THE EXERCISE
Copy the items below line for line, leaving out the pictures.

Start RECORDS SHOWN

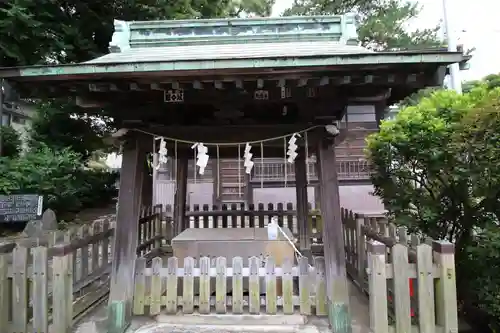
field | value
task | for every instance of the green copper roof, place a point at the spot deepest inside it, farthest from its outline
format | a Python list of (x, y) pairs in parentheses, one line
[(202, 47)]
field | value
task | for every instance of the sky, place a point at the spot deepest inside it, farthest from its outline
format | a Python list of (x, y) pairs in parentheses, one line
[(474, 23)]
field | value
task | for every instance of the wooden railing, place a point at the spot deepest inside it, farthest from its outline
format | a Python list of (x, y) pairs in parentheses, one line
[(250, 216), (286, 289), (57, 278), (274, 170), (410, 279)]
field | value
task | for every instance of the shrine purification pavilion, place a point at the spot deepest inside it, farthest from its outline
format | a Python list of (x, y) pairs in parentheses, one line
[(223, 83)]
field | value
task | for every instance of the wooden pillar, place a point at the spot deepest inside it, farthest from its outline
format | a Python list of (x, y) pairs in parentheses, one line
[(302, 202), (147, 187), (333, 241), (125, 237), (180, 193)]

End RECORDS SHOWN

EXERCISE SOLUTION
field | value
task | for every instance of the green copper roof, place a point at the spot deepest inside it, farthest from its outline
format | a Python list of (x, y) pairs in parentheses, one line
[(202, 47)]
field | value
task | for every instance of the sky, place a point at the spot deepest inside it, farthest from its outline
format | a Python list of (x, y) pairs in parentheses, one line
[(474, 23)]
field | value
task | for every instance of the wooden railing, place a point at the spot deepest inside it, farthest from its outline
format | a Python list of (x, y) pairs in parentheses, one line
[(250, 216), (286, 289), (57, 278), (274, 170), (410, 279)]
field | value
task | for every instance of the shrine purification pavilion, place a point at the spot deepest inside it, farthest from its outline
format | a Python list of (x, y) pairs in parentheses, one line
[(223, 83)]
field | value
task | for every instance of the wooden pillar, place a point at the spot deepest inside it, farthest from its outline
format | a Python list of (x, y) pairs in parentheses, one line
[(302, 202), (147, 187), (333, 241), (125, 237), (180, 193)]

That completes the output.